Data for the task |
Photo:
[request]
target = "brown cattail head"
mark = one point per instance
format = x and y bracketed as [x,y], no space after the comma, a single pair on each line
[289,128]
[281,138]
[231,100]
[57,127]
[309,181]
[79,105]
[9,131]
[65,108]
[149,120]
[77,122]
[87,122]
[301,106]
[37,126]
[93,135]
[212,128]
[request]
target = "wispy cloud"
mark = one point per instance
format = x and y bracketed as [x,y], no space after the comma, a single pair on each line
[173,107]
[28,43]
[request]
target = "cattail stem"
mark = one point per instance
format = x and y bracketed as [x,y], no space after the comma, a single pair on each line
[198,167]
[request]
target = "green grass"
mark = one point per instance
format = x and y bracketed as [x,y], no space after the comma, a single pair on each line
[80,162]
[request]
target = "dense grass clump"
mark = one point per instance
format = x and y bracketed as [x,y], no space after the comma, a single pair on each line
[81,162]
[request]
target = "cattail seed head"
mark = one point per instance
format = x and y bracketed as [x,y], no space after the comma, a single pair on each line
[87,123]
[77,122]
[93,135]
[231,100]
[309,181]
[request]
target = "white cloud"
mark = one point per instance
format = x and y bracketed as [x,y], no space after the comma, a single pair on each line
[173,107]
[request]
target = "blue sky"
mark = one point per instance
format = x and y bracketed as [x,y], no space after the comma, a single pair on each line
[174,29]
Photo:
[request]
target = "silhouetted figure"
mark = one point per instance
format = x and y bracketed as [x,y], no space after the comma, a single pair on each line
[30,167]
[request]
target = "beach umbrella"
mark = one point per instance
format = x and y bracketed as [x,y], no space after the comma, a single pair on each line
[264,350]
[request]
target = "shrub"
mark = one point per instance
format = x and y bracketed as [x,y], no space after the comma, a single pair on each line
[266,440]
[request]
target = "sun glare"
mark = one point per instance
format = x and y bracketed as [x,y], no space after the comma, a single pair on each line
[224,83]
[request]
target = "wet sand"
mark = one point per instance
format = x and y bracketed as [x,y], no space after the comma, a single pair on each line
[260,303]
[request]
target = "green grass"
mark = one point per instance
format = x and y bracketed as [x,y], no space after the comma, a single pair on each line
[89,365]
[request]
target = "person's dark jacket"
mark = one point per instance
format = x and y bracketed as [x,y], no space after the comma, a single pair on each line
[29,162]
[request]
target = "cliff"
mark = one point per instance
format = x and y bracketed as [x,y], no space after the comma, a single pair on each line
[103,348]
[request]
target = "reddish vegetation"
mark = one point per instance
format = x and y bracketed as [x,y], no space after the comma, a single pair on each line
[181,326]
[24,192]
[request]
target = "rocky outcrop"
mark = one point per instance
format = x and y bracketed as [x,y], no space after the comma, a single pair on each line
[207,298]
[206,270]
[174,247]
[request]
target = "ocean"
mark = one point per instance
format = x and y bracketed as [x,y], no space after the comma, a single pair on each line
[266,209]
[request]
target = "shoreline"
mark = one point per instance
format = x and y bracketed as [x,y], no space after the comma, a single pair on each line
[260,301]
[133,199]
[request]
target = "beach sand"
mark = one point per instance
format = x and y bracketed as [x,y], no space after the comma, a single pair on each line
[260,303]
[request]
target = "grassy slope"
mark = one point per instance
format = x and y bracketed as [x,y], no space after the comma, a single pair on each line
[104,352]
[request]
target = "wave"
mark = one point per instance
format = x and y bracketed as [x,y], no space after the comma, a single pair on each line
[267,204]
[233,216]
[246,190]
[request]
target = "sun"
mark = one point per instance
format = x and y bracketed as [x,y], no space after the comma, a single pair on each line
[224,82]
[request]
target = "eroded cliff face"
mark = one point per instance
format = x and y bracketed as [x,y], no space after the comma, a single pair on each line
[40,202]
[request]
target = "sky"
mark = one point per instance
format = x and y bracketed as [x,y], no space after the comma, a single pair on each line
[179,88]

Task directions |
Report every line in the items above that contains the word "head", copying each such line in full.

Task solution |
target = "brown cattail head"
target = "cattail seed head"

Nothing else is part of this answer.